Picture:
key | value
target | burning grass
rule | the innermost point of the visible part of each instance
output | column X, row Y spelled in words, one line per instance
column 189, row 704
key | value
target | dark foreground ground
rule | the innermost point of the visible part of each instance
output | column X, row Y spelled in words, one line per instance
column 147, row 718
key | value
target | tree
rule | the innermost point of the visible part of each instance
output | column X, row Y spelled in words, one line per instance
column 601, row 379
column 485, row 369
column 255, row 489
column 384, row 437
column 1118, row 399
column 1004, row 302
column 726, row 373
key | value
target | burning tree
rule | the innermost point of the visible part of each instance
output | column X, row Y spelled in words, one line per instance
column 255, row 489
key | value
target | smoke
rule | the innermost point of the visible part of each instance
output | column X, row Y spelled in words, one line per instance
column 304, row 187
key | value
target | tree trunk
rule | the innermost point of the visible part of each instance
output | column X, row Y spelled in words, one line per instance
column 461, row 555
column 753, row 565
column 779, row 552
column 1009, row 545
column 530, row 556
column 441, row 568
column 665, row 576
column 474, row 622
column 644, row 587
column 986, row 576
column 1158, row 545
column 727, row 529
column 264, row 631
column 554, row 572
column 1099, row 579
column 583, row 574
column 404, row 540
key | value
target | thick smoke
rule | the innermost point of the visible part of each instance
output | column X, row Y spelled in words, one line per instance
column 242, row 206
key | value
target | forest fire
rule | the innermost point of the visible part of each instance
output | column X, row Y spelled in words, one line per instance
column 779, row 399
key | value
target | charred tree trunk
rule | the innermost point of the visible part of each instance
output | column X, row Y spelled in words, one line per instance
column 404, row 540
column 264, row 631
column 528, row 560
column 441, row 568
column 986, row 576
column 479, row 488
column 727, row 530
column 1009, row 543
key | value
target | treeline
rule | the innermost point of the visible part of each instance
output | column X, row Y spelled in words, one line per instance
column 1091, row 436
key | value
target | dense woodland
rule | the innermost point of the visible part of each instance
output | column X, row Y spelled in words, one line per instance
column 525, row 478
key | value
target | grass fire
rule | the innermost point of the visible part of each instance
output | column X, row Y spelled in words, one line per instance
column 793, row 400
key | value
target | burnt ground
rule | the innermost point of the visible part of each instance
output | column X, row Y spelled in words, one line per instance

########################################

● **Task goal**: Return every line of the material above that contains the string "fire", treating uppercase and lowercase letters as different.

● **Exercise result**:
target | forest fire
target | grass fire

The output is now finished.